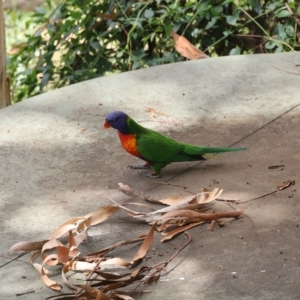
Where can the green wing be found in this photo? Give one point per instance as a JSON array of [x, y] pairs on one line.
[[158, 148]]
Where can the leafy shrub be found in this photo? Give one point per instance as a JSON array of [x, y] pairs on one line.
[[82, 39]]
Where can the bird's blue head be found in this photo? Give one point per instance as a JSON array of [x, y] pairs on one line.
[[117, 120]]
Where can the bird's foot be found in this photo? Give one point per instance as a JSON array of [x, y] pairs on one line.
[[151, 175], [146, 166]]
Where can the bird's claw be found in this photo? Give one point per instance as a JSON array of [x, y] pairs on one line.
[[151, 175], [139, 167]]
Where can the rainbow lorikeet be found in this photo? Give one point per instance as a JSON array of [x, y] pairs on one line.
[[154, 148]]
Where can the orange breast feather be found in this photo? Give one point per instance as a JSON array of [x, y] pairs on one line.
[[129, 143]]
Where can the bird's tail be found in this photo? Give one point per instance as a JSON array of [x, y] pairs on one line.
[[219, 150], [196, 150]]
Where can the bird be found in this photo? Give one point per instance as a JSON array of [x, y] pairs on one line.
[[155, 149]]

########################################

[What you should do]
Return the full listing exactly as it appears above, without its pictures.

[Answer to this exercise]
Where can the green wing be found in this photo? Give one point per instance as a JSON array of [x, y] pairs on one line.
[[158, 148]]
Where can the leafy shrub be found in this photo? Give one point per instance as a JSON array of [x, y] pairs on one line.
[[82, 39]]
Where can the bird's blue head be found in this photo? Give one point per instance as a JSON array of [x, y] pairs on one line.
[[117, 120]]
Where can the bird's foot be found in this photo? Give one point per instance as a JSON array of [x, y] pairs on one line.
[[151, 175], [146, 166]]
Where can the bird's claw be found in this photo? Give one point per instance as a JSON array of [x, y] pairs on one line.
[[151, 175], [139, 167]]
Where can the rainbow lorikeet be found in this photo? Give one point per instance as a JSON array of [x, y] pairs on one line.
[[154, 148]]
Where can the orange breast feather be found in this photo? Give one point per instance as a JSON array of [x, y] pairs on one line.
[[129, 143]]
Where can the bird's tail be found in this photo? Give one point per instance as a JSON array of [x, y] pairs on one line.
[[219, 150], [196, 150]]
Where can the bird be found in this photo? Give one point per instance as a JSON array of [x, y] pairs on one line.
[[155, 149]]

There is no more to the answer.